▶ [Set problem]: Put every line of the entries below into a JSON list of strings, one string per line, skipping blank lines and leaving out the pictures.

▶ [Material to process]:
# # # #
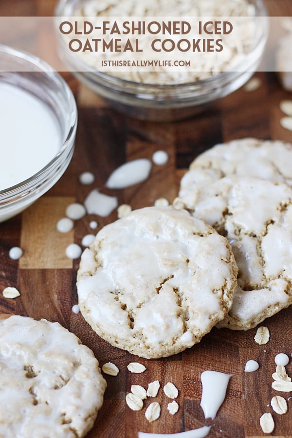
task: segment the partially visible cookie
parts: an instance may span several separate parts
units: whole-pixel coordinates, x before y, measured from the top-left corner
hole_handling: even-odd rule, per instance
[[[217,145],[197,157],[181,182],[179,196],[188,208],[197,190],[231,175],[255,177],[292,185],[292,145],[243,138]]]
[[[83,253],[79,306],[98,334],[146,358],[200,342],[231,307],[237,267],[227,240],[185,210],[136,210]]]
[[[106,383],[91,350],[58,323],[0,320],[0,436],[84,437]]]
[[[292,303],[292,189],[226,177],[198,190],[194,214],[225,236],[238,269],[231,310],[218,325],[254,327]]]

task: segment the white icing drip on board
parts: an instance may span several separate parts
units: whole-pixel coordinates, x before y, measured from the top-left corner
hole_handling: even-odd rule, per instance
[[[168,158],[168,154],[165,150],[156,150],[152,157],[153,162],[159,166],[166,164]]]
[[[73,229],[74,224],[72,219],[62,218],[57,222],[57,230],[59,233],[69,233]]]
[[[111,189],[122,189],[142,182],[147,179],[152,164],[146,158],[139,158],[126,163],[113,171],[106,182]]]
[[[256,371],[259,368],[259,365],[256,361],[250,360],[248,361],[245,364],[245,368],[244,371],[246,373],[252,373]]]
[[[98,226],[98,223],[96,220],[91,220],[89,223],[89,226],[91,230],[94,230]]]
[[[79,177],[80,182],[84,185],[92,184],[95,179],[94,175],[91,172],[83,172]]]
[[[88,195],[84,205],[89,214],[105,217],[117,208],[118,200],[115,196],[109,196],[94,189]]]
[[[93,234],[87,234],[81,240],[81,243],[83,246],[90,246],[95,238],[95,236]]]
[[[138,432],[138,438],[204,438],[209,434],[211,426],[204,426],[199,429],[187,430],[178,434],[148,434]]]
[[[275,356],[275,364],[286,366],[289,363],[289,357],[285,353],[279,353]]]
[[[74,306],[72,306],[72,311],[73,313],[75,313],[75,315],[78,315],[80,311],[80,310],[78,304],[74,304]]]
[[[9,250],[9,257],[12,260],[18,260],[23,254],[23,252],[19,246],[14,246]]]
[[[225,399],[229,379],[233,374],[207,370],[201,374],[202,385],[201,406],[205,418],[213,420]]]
# # # #
▶ [Solution to this problem]:
[
  "task: segment the partially visible cookie",
  "parts: an instance may span several separate parts",
  "units: whole-pixel coordinates, x before y, measured from the top-left corner",
  "hole_handling: even-odd rule, per instance",
  "[[[217,145],[197,157],[181,182],[179,196],[188,208],[197,190],[231,175],[255,177],[292,185],[292,145],[243,138]]]",
  "[[[83,253],[79,306],[98,334],[146,358],[200,342],[231,307],[237,267],[227,240],[185,210],[136,210]]]",
  "[[[106,383],[91,350],[58,323],[0,320],[0,436],[84,437]]]",
  "[[[292,303],[292,189],[226,177],[198,190],[194,214],[225,236],[238,269],[231,310],[218,325],[254,327]]]",
  "task: segment the white icing drip on board",
  "parts: an instance may span several separate parts",
  "units: whole-pixel coordinates, x before y, measured from the top-left corner",
  "hole_handling: even-odd rule, per instance",
  "[[[168,158],[168,154],[165,150],[156,150],[152,157],[153,162],[159,166],[166,164]]]",
  "[[[73,229],[74,224],[72,219],[62,218],[57,222],[57,230],[59,233],[69,233]]]",
  "[[[111,189],[122,189],[142,182],[147,179],[152,164],[146,158],[139,158],[126,163],[113,171],[106,182]]]",
  "[[[256,371],[259,368],[259,365],[256,361],[250,360],[248,361],[245,364],[245,368],[244,371],[246,373],[252,373]]]",
  "[[[98,226],[98,223],[96,220],[91,220],[89,223],[89,226],[91,230],[94,230]]]",
  "[[[79,177],[80,182],[84,185],[92,184],[95,179],[94,175],[91,172],[83,172]]]",
  "[[[88,195],[84,205],[89,214],[105,217],[117,208],[118,200],[115,196],[109,196],[94,189]]]",
  "[[[93,234],[87,234],[81,240],[81,243],[83,246],[90,246],[95,238],[95,236]]]",
  "[[[138,432],[138,438],[204,438],[209,434],[211,426],[204,426],[199,429],[187,430],[178,434],[148,434]]]",
  "[[[275,356],[275,364],[286,366],[289,363],[289,357],[285,353],[279,353]]]",
  "[[[74,306],[72,306],[72,311],[73,313],[75,313],[75,315],[78,315],[80,311],[80,310],[78,304],[74,304]]]",
  "[[[9,250],[9,257],[12,260],[18,260],[23,254],[23,252],[19,246],[14,246]]]",
  "[[[225,399],[229,379],[233,374],[207,370],[201,374],[202,385],[201,406],[205,418],[213,420]]]"
]